### [TEXTO DA PÁGINA]
------------------------------------------------------------------------

27 Junho 2012
Em seu quarto dia no Palácio de López, sede do governo paraguaio, o novo presidente do país, Federico Franco, afirmou ontem que enfrentará o isolamento regional de Assunção "com ações, não palavras" e disse que teve de assumir o poder para evitar o risco de uma "guerra civil". "Tenho 14 meses para governar e o que menos quero é arrumar problemas com os dois poderosos vizinhos do Paraguai, Brasil e Argentina", afirmou o ex-vice-presidente. A dois dias da reunião do Mercosul na Argentina - da qual o Paraguai foi suspenso -, Franco recebeu ontem em seu gabinete um grupo de jornalistas sul-americanos, incluindo o do Estado. "Mandem a mensagem de que está tudo normal por aqui", insistiu três vezes.
A entrevista é de Roberto Simon e publicada pelo jornal O Estado de S. Paulo, 27-06-2012.
Eis a entrevista.
Um paraguaio que leva uma multa de trânsito tem até cinco dias para se defender. O presidente Lugo teve 24 horas. Por que o afastar em um processo tão rápido?
Foi uma decisão do Congresso, num julgamento político - e não convencional. Nesse dispositivo, a Câmara dos Deputados converte-se na entidade acusadora e o Senado, em tribunal. O prazo é estabelecido pelo Congresso, com um regulamento próprio, e eu não formo parte desse poder. Mas lhe digo que foi um procedimento absolutamente constitucional e legal, além de amparado nas práticas e costumes de nosso país.
Mas o sr. considera que Lugo teve um julgamento justo?
Se não considerasse, eu não estaria aqui. Foi justo? Pedi publicamente que garantissem (a Lugo) o maior tempo e espaço para se defender. Mas os parlamentares decidiram assim para que não fosse derramada mais uma só gota de sangue em nosso país. Uma semana antes (da destituição), havíamos enterrado 17 paraguaios (num confronto durante uma reintegração de posse).
Qual mensagem o sr. envia ao Mercosul, que se reúne a partir de amanhã (hoje) na Argentina?
O Paraguai foi um país que sempre teve boas relações com os vizinhos. Somos o menor país da região e, além disso, somos mediterrâneos. Precisamos de nossos vizinhos. Meu primeiro desafio é manter calma a casa, equilibrar as coisas.
O Brasil tem um peso especial nesse sentido?

------------------------------------------------------------------------

### [CONJUNTO DE EXERCÍCIOS]
a. Cite da entrevista com Federico Franco o trecho que começa em "Mas o sr. considera" e vai até "especial nesse sentido?".
b. Redija a continuação da entrevista com Federico Franco a partir do ponto em que o texto termina.
As linhas apresentadas a seguir não são necessárias.

------------------------------------------------------------------------

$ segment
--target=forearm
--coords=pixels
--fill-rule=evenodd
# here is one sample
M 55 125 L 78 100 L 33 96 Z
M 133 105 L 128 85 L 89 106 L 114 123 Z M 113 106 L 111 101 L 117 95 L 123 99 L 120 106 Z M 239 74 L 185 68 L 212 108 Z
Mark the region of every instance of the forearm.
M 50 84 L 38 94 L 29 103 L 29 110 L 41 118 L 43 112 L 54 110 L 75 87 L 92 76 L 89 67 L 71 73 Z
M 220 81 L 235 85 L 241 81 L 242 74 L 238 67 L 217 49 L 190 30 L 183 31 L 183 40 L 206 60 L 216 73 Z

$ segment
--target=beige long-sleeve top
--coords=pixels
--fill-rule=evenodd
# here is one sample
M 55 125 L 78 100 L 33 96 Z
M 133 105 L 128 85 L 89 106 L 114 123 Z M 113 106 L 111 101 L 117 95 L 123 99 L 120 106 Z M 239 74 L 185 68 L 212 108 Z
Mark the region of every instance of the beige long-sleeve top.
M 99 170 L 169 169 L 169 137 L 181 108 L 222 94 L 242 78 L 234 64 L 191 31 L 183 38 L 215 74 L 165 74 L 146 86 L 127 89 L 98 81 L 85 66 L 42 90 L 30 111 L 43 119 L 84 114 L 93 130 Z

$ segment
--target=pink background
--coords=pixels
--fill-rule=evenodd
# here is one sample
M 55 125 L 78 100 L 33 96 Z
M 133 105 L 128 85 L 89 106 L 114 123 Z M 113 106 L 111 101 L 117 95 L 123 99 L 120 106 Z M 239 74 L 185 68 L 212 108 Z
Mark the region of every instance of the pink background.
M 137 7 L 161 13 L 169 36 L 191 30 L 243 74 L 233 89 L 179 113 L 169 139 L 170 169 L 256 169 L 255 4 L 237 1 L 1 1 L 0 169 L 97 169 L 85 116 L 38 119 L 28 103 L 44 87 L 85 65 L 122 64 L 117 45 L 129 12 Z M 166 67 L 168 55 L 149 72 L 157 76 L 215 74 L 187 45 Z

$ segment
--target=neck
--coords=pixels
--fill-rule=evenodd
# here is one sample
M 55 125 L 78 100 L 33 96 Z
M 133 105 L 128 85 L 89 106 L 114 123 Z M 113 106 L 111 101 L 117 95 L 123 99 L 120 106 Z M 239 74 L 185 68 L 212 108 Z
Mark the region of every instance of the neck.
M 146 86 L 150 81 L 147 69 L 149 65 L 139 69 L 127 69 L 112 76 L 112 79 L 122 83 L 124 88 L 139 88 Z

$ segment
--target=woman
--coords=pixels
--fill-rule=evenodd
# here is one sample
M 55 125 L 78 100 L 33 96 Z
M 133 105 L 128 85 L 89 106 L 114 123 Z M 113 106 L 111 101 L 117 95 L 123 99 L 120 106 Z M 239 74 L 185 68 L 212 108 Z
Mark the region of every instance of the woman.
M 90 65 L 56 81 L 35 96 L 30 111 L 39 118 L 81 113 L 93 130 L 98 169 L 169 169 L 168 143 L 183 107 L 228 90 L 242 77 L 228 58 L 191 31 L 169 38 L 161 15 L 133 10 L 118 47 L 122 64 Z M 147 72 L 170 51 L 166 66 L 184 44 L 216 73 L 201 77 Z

------------------------------------------------------------------------

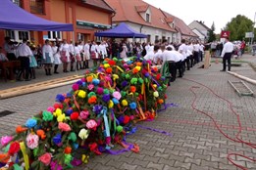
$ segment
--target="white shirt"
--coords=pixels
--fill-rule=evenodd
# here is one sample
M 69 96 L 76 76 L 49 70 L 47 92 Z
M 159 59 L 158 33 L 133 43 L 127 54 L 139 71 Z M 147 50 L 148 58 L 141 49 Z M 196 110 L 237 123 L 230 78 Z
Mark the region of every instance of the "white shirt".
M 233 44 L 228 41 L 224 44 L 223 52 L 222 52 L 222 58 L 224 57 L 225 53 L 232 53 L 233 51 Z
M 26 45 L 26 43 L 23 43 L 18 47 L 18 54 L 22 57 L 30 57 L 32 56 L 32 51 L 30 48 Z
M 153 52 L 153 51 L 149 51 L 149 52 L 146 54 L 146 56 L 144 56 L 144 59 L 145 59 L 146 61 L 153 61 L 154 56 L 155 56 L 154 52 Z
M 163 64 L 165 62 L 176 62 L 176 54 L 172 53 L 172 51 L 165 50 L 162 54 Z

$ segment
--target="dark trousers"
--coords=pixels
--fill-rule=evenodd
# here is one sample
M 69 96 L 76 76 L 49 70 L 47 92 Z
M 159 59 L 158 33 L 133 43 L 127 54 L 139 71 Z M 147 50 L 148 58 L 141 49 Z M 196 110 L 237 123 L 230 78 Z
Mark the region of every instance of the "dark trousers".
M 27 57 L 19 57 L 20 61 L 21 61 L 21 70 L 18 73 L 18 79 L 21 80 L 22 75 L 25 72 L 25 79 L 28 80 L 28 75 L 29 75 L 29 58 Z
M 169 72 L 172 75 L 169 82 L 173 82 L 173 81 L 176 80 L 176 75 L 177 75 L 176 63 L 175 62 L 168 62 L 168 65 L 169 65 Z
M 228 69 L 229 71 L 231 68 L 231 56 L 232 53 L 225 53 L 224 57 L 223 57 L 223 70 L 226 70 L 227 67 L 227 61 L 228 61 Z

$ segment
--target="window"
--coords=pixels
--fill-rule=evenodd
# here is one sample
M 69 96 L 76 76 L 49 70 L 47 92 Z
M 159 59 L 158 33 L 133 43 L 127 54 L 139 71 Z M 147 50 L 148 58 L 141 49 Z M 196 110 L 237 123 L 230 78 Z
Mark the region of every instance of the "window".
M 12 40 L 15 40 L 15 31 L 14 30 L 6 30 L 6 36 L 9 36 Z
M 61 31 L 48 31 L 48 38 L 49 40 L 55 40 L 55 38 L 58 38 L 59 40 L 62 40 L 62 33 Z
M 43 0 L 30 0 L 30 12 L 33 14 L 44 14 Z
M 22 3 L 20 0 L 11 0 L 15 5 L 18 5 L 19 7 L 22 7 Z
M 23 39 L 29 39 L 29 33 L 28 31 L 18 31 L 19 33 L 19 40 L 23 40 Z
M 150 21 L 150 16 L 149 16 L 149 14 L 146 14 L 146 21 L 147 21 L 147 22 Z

------------------------------------------------------------------------

### [RESPOSTAS POR TAREFA]
a.
Mas o sr. considera que Lugo teve um julgamento justo?
Se não considerasse, eu não estaria aqui. Foi justo? Pedi publicamente que garantissem (a Lugo) o maior tempo e espaço para se defender. Mas os parlamentares decidiram assim para que não fosse derramada mais uma só gota de sangue em nosso país. Uma semana antes (da destituição), havíamos enterrado 17 paraguaios (num confronto durante uma reintegração de posse).
Qual mensagem o sr. envia ao Mercosul, que se reúne a partir de amanhã (hoje) na Argentina?
O Paraguai foi um país que sempre teve boas relações com os vizinhos. Somos o menor país da região e, além disso, somos mediterrâneos. Precisamos de nossos vizinhos. Meu primeiro desafio é manter calma a casa, equilibrar as coisas.
O Brasil tem um peso especial nesse sentido?

b.
Com o Brasil, estamos unidos por Itaipu. Grande parte da energia que chega a São Paulo vem de nossa usina binacional. Não há motivo para ter más relações. Acabam de sair (do gabinete) representantes dos brasiguaios, cerca de 450 mil pessoas vivendo aqui. Por unanimidade, vieram dar o apoio ao nosso governo. A Igreja Católica também deu seu apoio de forma contundente, além do Tribunal de Justiça Eleitoral e a Corte Suprema de Justiça. Apenas 1 dos 80 deputados votou a favor do presidente Lugo e 4 dos 45 senadores. Ou seja: não estamos falando de algo que violou a Constituição. Quero garantir que o processo eleitoral do ano que vem transcorra normalmente. Quero demonstrar com ações, mais do que com palavras, que esse é um governo absolutamente democrático, constitucional e respeitoso do estado de direito. Vejam as ruas, não há policiais nem militares. Tudo está normal.
Mas como o Paraguai pretende deixar o isolamento internacional que a queda de Lugo ocasionou?
O primeiro desafio é estabilizar nossa casa. Não podemos nos ocupar do tema das relações externas sem antes assegurar que tudo aqui está normal. Meu primeiro desafio é garantir a governabilidade e, para isso, montamos um gabinete em 48 horas. Vamos fazer em uma semana o que não conseguimos em quatro anos.
Que tipo de garantia o sr. pode dar ao governo da presidente Dilma Rousseff de que há plena democracia no Paraguai?
Diria à presidente Dilma que é muito importante que ela consulte seus compatriotas. Quando terras de brasiguaios eram invadidas, as pessoas da embaixada (brasileira) ouviam que o Paraguai é um país autônomo e nada podia ser feito. Não há por que não reconhecer Federico Franco. Eu era o vice-presidente da república, a única pessoa entre 6,5 milhões de paraguaios que poderia assumir imediatamente a presidência. Eu poderia ser tão irresponsável a ponto de permitir uma guerra civil no país? Assumo a responsabilidade.
Mas havia no Paraguai o risco de uma guerra civil?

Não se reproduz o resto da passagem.